News / Life / Clark County Life

Take a break from hustle with festive movie favorites

Kiggins and Camas Liberty round up old favorites for the holiday season

By Scott Hewitt, Columbian staff writer
Published: December 22, 2017, 6:02am
10 Photos
Rita Moreno, center, won a best supporting actress Oscar for the 1961 musical “West Side Story.” MGE Home Entertainment
Rita Moreno, center, won a best supporting actress Oscar for the 1961 musical “West Side Story.” MGE Home Entertainment Photo Gallery

The joy and the madness — the festive spirits and timeless tunes, the mandatory stress over cooking and serving and shopping and wrapping and hiding and peeking — will all be over soon.

Maybe you’re ready for a mental vacation from all that. Or maybe you need a refresher on the reason for the season. Either way, try ducking into Clark County’s independent movie theaters, which are about as overstuffed with goodies (both holiday and non-) as Santa Claus’ magical bag of presents.

Weird, wonderful

There’s no place better to start than with a Christmas story that could be the biggest, weirdest “Twilight Zone” episode of them all. Life may turn out wonderful in the 1946 classic “It’s a Wonderful Life,” but that’s only after a surprisingly tough tale of frustrated ambition and corrupt capitalism.

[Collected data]
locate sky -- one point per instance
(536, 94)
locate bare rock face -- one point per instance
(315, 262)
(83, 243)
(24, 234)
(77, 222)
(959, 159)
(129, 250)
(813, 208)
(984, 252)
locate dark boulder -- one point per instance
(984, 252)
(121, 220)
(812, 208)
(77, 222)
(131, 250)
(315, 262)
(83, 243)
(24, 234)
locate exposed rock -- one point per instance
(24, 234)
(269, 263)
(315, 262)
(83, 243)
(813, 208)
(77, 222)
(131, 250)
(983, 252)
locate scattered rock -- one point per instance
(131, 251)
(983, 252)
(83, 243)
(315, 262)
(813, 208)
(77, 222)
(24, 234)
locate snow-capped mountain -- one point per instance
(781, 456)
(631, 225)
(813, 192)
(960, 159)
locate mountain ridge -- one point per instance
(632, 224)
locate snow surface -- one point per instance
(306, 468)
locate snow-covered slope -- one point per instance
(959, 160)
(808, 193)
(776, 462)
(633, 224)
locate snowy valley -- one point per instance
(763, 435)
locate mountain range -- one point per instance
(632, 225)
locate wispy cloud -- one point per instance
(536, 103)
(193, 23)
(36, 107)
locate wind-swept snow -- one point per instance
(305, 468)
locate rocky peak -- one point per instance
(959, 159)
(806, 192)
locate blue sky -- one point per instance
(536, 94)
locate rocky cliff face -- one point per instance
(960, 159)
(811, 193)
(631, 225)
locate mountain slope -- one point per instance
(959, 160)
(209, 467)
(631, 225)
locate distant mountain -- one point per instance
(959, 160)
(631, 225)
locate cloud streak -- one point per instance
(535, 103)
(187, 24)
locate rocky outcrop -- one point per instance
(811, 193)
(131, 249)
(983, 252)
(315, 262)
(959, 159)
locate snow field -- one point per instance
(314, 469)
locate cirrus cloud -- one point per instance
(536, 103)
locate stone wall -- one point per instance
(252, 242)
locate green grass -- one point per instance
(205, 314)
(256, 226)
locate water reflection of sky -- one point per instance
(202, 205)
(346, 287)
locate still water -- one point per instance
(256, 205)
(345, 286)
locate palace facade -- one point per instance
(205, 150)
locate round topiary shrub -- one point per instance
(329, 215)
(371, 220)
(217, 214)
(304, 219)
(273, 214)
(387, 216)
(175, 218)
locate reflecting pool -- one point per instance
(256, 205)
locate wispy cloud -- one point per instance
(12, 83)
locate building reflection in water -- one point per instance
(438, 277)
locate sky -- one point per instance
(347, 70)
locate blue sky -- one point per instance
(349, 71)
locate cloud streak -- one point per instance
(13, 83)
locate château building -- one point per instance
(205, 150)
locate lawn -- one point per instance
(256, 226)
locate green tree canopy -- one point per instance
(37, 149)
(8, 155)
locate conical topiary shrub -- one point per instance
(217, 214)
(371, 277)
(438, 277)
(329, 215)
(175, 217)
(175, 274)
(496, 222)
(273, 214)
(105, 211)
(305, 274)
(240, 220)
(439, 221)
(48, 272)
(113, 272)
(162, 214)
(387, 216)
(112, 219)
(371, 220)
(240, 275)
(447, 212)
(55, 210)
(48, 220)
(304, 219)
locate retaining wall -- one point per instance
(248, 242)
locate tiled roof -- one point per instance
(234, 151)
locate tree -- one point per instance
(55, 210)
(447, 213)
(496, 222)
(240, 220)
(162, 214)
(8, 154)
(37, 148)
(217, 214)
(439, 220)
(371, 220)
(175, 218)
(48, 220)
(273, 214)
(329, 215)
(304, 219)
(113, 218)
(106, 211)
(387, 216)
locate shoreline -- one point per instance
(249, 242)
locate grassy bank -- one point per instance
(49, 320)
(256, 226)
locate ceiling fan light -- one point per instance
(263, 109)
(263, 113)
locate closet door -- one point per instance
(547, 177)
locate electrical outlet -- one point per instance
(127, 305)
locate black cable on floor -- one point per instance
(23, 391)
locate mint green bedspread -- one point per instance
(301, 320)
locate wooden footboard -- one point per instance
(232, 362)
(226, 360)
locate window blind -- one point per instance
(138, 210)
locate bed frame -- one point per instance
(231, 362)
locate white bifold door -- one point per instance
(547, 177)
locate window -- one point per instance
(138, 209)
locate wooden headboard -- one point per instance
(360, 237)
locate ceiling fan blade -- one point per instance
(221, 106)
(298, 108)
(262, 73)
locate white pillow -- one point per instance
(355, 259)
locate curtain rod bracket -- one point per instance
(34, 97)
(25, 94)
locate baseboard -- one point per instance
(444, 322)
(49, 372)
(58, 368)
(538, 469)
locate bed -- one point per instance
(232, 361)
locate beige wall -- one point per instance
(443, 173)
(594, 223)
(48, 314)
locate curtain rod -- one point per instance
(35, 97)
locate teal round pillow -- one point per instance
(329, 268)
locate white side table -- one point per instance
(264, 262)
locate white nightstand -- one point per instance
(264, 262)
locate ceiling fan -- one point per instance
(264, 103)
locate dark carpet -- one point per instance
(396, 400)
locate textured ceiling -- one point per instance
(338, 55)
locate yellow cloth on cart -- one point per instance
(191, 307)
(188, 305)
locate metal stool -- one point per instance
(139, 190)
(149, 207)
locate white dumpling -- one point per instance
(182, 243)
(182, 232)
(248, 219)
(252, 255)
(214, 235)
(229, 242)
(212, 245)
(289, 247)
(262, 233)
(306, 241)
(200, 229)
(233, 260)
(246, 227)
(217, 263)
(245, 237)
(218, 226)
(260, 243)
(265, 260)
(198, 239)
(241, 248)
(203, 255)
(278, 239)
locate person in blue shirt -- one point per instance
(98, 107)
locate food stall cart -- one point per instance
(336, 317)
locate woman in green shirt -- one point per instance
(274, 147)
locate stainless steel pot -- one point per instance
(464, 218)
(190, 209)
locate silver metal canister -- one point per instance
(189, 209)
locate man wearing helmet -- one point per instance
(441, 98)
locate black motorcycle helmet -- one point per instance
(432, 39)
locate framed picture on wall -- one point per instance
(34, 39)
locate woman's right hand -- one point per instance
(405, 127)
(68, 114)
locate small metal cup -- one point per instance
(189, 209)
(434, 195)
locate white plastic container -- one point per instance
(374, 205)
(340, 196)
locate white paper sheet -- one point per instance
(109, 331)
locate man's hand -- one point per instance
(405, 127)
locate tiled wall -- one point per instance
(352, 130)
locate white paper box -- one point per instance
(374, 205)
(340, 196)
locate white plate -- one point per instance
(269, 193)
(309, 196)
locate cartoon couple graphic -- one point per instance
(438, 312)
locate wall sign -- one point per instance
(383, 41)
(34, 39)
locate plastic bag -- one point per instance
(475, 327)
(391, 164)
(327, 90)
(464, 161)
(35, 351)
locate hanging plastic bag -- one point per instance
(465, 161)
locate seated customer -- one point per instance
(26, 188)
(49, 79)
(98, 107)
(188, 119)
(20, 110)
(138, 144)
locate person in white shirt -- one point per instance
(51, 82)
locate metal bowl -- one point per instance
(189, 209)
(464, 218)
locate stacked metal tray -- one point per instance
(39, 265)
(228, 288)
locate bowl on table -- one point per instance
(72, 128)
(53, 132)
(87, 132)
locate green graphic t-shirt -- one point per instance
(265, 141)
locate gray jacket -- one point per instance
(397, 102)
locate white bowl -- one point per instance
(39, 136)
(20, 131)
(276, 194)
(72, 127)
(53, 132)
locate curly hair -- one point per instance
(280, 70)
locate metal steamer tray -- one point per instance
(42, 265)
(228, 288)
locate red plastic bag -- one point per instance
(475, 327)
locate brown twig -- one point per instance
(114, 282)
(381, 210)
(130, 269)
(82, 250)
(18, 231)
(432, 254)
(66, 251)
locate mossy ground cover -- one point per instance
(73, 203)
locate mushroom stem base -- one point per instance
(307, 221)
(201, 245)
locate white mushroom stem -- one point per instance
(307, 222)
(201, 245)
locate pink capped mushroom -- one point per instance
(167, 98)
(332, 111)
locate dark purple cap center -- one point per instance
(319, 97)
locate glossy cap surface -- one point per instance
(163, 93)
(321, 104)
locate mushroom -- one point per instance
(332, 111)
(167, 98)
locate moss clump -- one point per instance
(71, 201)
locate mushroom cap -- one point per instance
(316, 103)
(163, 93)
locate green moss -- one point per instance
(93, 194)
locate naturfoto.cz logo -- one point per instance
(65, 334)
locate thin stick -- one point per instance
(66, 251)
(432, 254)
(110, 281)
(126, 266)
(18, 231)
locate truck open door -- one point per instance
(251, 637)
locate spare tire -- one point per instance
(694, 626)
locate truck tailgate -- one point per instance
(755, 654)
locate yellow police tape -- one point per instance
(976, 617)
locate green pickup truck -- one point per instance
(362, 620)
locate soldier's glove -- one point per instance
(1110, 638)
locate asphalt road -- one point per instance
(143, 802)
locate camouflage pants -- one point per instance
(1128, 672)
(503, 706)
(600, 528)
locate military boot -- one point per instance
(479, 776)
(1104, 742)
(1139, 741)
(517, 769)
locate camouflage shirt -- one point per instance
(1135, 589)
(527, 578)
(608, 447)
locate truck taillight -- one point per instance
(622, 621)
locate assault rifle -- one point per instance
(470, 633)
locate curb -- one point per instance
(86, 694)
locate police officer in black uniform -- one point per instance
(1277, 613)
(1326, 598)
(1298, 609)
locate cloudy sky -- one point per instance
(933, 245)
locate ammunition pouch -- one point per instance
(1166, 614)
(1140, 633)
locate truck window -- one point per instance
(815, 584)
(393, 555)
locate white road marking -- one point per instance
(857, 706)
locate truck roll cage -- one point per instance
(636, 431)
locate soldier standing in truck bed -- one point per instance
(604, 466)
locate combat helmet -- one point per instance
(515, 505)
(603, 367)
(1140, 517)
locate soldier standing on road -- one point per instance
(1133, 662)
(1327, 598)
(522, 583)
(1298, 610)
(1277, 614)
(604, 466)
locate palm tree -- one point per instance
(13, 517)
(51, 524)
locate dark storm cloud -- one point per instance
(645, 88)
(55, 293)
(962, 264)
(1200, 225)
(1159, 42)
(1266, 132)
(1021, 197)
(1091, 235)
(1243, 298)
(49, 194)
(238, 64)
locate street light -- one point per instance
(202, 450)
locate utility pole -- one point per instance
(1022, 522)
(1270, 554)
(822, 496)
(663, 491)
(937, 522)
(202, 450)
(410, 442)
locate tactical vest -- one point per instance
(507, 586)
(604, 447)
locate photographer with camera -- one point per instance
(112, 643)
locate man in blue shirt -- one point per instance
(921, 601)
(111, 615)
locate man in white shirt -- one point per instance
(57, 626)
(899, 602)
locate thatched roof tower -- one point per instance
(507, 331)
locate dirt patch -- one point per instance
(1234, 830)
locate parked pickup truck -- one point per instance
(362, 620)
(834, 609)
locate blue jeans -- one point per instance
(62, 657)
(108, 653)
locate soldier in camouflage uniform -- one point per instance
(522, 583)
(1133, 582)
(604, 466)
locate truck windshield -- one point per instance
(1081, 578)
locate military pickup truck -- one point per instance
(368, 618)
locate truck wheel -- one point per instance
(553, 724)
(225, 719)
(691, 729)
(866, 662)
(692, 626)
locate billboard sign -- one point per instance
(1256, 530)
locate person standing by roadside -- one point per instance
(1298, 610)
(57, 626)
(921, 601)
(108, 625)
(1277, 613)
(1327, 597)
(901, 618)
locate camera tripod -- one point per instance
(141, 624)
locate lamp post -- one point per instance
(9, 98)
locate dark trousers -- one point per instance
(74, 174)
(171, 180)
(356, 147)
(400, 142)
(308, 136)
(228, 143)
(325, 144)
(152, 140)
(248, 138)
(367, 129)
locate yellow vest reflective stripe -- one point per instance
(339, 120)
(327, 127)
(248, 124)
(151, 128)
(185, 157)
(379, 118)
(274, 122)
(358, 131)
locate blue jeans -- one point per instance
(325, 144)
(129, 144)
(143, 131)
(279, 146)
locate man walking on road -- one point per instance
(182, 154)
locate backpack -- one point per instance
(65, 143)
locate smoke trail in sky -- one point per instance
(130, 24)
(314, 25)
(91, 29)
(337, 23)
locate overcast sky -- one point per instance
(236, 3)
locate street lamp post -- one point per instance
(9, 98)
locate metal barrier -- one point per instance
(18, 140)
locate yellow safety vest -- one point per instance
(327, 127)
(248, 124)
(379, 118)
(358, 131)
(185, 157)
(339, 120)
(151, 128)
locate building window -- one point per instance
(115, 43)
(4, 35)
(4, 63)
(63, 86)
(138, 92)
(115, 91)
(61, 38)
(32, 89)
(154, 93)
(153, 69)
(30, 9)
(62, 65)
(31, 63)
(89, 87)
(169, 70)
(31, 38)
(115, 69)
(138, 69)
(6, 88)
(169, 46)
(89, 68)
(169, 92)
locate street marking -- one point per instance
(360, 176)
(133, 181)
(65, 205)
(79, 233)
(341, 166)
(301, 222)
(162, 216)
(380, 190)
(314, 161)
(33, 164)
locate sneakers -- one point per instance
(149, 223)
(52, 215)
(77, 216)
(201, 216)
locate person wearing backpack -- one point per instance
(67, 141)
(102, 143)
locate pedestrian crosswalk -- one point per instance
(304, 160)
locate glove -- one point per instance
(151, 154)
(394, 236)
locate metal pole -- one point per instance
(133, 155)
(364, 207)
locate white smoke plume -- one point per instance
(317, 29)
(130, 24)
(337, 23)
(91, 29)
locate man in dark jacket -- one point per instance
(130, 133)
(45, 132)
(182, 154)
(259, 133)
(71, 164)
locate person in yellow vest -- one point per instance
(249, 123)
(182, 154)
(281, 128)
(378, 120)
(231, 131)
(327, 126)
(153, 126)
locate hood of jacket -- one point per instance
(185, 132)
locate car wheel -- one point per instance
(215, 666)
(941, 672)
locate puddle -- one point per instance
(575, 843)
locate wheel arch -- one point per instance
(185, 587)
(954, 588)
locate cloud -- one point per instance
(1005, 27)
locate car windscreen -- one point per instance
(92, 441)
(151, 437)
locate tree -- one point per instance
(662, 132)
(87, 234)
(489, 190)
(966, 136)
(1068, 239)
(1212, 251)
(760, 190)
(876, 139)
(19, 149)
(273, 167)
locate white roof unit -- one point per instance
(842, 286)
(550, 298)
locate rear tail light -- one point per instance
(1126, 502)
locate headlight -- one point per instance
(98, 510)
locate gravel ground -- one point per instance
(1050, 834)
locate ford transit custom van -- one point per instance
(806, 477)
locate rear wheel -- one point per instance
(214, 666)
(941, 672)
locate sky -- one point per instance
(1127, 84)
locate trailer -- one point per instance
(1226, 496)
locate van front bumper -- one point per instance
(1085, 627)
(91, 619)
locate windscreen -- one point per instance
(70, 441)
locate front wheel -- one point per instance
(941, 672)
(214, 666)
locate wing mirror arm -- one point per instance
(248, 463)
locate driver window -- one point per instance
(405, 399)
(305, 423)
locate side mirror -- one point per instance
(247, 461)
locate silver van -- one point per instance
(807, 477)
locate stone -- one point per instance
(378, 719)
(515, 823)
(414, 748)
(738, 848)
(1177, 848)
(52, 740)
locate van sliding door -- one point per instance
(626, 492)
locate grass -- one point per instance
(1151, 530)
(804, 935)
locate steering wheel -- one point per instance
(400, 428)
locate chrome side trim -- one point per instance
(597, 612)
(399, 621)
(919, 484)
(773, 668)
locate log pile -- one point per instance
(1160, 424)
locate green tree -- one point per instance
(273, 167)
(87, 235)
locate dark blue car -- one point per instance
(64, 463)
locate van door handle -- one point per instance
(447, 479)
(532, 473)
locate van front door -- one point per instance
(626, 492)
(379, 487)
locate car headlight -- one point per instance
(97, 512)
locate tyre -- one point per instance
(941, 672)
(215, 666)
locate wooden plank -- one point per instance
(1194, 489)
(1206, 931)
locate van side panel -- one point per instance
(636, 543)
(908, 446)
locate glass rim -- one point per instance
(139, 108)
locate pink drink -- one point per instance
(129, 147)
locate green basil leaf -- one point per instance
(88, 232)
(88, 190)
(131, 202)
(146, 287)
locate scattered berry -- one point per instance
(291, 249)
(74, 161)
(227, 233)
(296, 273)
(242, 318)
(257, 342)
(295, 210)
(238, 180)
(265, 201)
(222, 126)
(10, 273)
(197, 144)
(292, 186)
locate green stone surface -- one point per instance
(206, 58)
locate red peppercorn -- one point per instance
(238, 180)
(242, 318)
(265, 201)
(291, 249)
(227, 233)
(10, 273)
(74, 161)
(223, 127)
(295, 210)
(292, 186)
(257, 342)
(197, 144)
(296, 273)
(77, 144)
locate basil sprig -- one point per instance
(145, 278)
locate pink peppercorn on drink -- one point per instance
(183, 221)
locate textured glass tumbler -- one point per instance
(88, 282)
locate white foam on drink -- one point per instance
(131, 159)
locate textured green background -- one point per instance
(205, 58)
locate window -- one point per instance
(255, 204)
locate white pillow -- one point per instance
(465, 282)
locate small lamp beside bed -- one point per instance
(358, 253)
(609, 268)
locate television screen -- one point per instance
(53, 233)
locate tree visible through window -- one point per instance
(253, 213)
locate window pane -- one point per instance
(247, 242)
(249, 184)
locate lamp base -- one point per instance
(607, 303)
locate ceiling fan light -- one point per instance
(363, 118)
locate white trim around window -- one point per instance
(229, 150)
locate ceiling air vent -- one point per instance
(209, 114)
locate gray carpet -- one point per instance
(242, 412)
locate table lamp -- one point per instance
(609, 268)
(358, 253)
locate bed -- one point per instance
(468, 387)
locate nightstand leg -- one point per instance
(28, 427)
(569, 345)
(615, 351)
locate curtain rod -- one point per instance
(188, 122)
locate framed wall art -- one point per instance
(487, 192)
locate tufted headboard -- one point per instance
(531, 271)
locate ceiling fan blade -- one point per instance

* Task requirements:
**a)** Reproduce a passage of the holiday movie article word for word, beginning at the words "By Scott Hewitt, Columbian" and stopping after "be over soon.".
**b)** Report every line in the rows that contains the word "headboard".

* Solutions to the problems:
**a)**
By Scott Hewitt, Columbian staff writer
Published: December 22, 2017, 6:02am
10 Photos
Rita Moreno, center, won a best supporting actress Oscar for the 1961 musical “West Side Story.” MGE Home Entertainment
Rita Moreno, center, won a best supporting actress Oscar for the 1961 musical “West Side Story.” MGE Home Entertainment Photo Gallery

The joy and the madness — the festive spirits and timeless tunes, the mandatory stress over cooking and serving and shopping and wrapping and hiding and peeking — will all be over soon.

**b)**
locate wooden headboard -- one point per instance
locate tufted headboard -- one point per instance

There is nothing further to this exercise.